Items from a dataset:
** START **

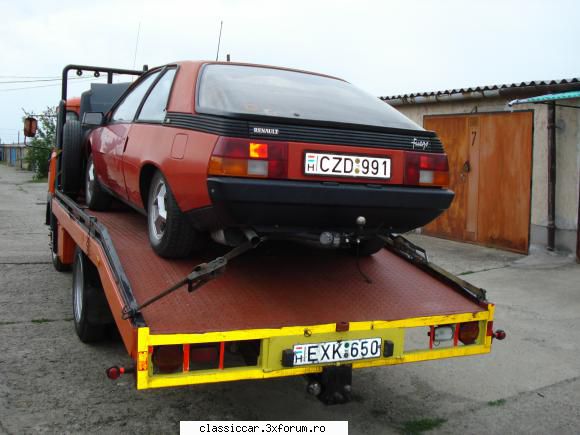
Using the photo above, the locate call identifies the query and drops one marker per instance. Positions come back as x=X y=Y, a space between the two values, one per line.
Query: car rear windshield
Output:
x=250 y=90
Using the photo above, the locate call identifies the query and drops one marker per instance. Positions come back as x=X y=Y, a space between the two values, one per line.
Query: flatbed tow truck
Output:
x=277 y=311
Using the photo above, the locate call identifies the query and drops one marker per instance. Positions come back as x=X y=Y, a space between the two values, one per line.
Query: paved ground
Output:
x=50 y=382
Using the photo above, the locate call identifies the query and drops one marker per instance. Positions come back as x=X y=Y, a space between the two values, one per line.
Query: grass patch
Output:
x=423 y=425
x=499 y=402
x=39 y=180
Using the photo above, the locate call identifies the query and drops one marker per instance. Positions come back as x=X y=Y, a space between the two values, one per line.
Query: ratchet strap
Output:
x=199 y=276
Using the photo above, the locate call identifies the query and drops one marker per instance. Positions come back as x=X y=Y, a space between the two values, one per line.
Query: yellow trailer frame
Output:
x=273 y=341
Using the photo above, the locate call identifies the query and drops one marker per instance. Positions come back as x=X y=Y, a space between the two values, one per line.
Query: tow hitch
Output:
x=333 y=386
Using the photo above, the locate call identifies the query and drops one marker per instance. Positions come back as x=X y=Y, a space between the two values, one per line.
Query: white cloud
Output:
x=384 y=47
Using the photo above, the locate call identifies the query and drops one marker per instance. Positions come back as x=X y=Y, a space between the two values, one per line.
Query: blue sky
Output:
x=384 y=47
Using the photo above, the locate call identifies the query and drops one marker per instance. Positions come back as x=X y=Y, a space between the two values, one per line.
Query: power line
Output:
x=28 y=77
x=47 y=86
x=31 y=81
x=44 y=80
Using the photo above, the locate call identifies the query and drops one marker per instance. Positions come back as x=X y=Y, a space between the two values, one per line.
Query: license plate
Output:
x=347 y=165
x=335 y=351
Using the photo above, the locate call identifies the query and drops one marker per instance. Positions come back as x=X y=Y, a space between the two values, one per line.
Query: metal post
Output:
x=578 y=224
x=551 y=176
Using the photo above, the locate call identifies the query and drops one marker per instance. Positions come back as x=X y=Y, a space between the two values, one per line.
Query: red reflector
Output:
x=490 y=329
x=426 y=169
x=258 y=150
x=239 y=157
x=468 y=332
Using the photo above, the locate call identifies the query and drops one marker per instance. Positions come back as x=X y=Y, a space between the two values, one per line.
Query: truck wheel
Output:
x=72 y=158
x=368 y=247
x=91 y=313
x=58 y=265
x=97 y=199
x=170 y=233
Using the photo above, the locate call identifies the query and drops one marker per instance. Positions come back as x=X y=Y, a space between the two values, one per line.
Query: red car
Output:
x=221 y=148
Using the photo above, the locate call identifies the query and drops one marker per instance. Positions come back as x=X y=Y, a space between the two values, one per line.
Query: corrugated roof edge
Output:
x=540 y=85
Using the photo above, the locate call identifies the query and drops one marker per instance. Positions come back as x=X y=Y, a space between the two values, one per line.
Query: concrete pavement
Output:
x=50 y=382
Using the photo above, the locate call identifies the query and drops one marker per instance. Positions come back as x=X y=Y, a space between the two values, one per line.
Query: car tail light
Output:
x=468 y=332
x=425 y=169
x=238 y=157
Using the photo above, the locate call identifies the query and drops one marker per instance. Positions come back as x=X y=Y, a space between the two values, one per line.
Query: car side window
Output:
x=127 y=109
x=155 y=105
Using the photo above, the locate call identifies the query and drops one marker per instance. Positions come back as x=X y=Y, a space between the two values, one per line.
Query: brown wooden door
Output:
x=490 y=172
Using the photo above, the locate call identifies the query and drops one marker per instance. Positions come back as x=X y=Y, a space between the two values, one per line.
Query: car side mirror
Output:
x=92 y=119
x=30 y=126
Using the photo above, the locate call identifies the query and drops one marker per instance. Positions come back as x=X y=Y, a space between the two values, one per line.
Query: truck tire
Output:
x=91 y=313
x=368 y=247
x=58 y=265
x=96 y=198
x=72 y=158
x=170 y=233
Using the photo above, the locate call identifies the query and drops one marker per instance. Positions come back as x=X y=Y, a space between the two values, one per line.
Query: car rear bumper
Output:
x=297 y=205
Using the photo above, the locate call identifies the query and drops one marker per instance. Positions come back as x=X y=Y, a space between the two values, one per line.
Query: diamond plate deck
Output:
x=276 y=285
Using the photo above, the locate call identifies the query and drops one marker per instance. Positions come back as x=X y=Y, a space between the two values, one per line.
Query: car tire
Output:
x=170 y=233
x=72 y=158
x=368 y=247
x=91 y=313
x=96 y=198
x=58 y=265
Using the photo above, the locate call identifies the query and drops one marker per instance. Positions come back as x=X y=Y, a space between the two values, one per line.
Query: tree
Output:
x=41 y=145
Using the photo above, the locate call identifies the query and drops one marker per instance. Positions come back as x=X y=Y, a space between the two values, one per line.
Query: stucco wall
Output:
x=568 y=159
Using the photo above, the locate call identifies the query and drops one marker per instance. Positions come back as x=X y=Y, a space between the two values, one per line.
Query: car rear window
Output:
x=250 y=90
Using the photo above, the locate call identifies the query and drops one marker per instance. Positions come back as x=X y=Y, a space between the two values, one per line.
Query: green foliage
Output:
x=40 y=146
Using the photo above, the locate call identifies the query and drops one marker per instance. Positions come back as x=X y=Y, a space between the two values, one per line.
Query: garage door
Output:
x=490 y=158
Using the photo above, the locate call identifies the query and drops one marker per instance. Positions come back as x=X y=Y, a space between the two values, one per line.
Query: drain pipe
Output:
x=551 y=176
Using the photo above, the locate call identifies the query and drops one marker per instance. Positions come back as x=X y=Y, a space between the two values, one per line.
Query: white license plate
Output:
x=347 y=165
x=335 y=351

** END **

_Set problem_. Format every line of the items above as a numbered list, skipping blank lines. Leave the pictures out of your answer.

_Solution for this problem_.
1. Using the photo above, the locate call identifies the query and drops one marker per instance. Positions come back as x=X y=Y, a space between the two values, one per line.
2. Query: car rear windshield
3. Output:
4. x=250 y=90
5. Using the photo above, the locate call identifies the query and drops one marker per instance. Positions come back as x=X y=Y, a space between the two values, one per line.
6. Query: flatbed tow truck
7. Output:
8. x=277 y=311
9. Using the photo above, the locate call identifies the query and drops one marker per instance. Positions come back as x=X y=Y, a space between the two values, one per line.
10. Query: paved ground
11. Output:
12. x=50 y=382
13. Using the photo above, the locate call identifies the query and drops one marker per instance. Positions come back as x=X y=Y, a space between the two values, one per line.
14. Query: grass patch
15. Output:
16. x=423 y=425
17. x=499 y=402
18. x=39 y=180
19. Using the photo above, the locate call identifies the query and drops one marker per instance. Positions come back as x=X y=Y, a space between the two values, one per line.
20. Query: ratchet strap
21. Output:
22. x=199 y=276
23. Using the photo above, the locate call identifies the query and drops one marker per instance. Positions come back as x=X y=Y, a space between the two values, one per line.
24. Query: yellow trailer frame
25. Output:
26. x=273 y=341
27. Using the photo above, the locate call identifies the query and drops one marker per instance. Positions come back as x=X y=Y, a space between the two values, one per line.
28. Query: tow hitch
29. Output:
30. x=333 y=386
31. Using the photo above, the locate call identifies the query and drops one marker per instance. Positions come back as x=X y=Y, a space between the two values, one per line.
32. Query: white cloud
33. Output:
34. x=384 y=47
35. Using the photo above, the locate call identifies the query and drops one marker per instance. Positions come back as x=X y=Y, a space between the two values, one per line.
36. Query: blue sky
37. Output:
38. x=384 y=47
39. Using the photo above, the locate call identifies the query and drops one marker per instance. Positions come back as x=X y=Y, a space between the two values, one per line.
40. Query: power line
41. Output:
42. x=28 y=77
43. x=47 y=86
44. x=31 y=81
45. x=44 y=80
46. Using the photo above, the locate call identifies the query and drops one marker per instance. Positions come back as x=X y=Y, a space between the two values, one per line.
47. Query: license plate
48. Output:
49. x=347 y=165
50. x=335 y=351
51. Using the photo above, the locate call identifies the query and drops one marker per instance. Positions come back as x=X y=Y, a space between the two values, one per line.
52. Query: metal post
53. Output:
54. x=578 y=224
55. x=551 y=176
56. Using the photo above, the locate call identifies the query and drops one marker per instance. Positions come back as x=X y=Y, a space between the two values, one per line.
57. Query: red reflector
58. Output:
59. x=490 y=329
60. x=426 y=169
61. x=258 y=150
62. x=239 y=157
63. x=468 y=332
64. Using the photo above, the locate call identifies the query and drops one marker per instance. Positions come back as x=X y=Y, a space between the two values, one per line.
65. Query: truck wheel
66. Output:
67. x=72 y=158
68. x=368 y=247
69. x=91 y=313
70. x=58 y=265
71. x=97 y=199
72. x=170 y=233
73. Using the photo above, the locate call identifies the query and drops one marker per instance. Positions come back as x=X y=Y, a space between the two values, one per line.
74. Query: red car
75. Output:
76. x=221 y=148
77. Using the photo above, the locate call identifies the query and drops one marker per instance. Positions come back as x=X y=Y, a space between the two values, one per line.
78. Query: corrugated roof edge
79. Output:
80. x=540 y=85
81. Using the photo above, the locate call identifies the query and drops one marker per instance. Positions come back as x=X y=Y, a space between the two values, one per line.
82. Query: concrete pavement
83. Output:
84. x=50 y=382
85. Using the photo above, the locate call identifies the query and drops one marker per instance. Positions come back as x=X y=Y, a space between the two values, one per line.
86. Query: car tail light
87. Output:
88. x=468 y=332
89. x=425 y=169
90. x=238 y=157
91. Using the photo above, the locate call identifies the query and drops one marker per instance. Positions come back as x=X y=Y, a space between the two values, one per line.
92. Query: car side window
93. Output:
94. x=127 y=109
95. x=155 y=105
96. Using the photo above, the locate call identifies the query and drops one marker per instance. Positions come back as x=X y=Y, a space between the two values, one per line.
97. Query: brown wooden door
98. Output:
99. x=490 y=172
100. Using the photo above, the locate call identifies the query and drops one marker per instance. Positions come back as x=X y=Y, a space between the two values, one per line.
101. Query: car side mirror
102. Output:
103. x=92 y=119
104. x=30 y=126
105. Using the photo above, the locate call identifies the query and drops one marker per instance. Positions come back as x=X y=Y, a space between the two values, one per line.
106. Query: truck tire
107. Output:
108. x=91 y=313
109. x=368 y=247
110. x=58 y=265
111. x=96 y=198
112. x=72 y=158
113. x=170 y=233
114. Using the photo above, the locate call identifies the query and drops one marker per instance. Positions come back as x=X y=Y, a space between the two values, one per line.
115. Query: car rear bumper
116. Output:
117. x=297 y=205
118. Using the photo above, the locate call identifies the query and drops one marker per instance. Positions come back as x=X y=Y, a space between the two values, one per line.
119. Query: diamond plate deck
120. Output:
121. x=276 y=285
122. Using the photo above, the locate call identifies the query and drops one marker per instance. Positions come back as x=X y=Y, a space between the two values, one per line.
123. Query: car tire
124. Output:
125. x=170 y=233
126. x=72 y=158
127. x=368 y=247
128. x=91 y=313
129. x=96 y=198
130. x=58 y=265
131. Using the photo above, the locate call identifies the query and drops one marker per instance. Positions come back as x=X y=Y, a space between the two values, one per line.
132. Query: tree
133. Output:
134. x=41 y=145
135. Using the photo above, the locate call identifies the query and drops one marker per instance. Positions come back as x=X y=Y, a space between the two values, one per line.
136. Query: stucco wall
137. Output:
138. x=568 y=159
139. Using the photo above, the locate call identifies the query and drops one marker per instance. Positions come back as x=X y=Y, a space between the two values, one per line.
140. Query: car rear window
141. Output:
142. x=250 y=90
143. Using the photo above, the locate call identifies the query and drops one marker per instance. Positions come back as x=X y=Y, a space between the two values, one per line.
144. Query: green foliage
145. Output:
146. x=40 y=146
147. Using the photo above, the locate call identifies the query and drops one marker per instance. Positions come back as x=X y=Y, a space between the two values, one per line.
148. Query: garage door
149. Output:
150. x=490 y=158
151. Using the photo above, the locate call identifies the query and drops one marker per instance. Positions come back as x=X y=Y, a space between the two values, one per line.
152. Query: drain pipe
153. Output:
154. x=551 y=176
155. Using the photo above, the locate call identifies the query and drops one marker per instance. Positions come back as x=X y=Y, a space between the two values, one per line.
156. Query: white license plate
157. Output:
158. x=347 y=165
159. x=335 y=351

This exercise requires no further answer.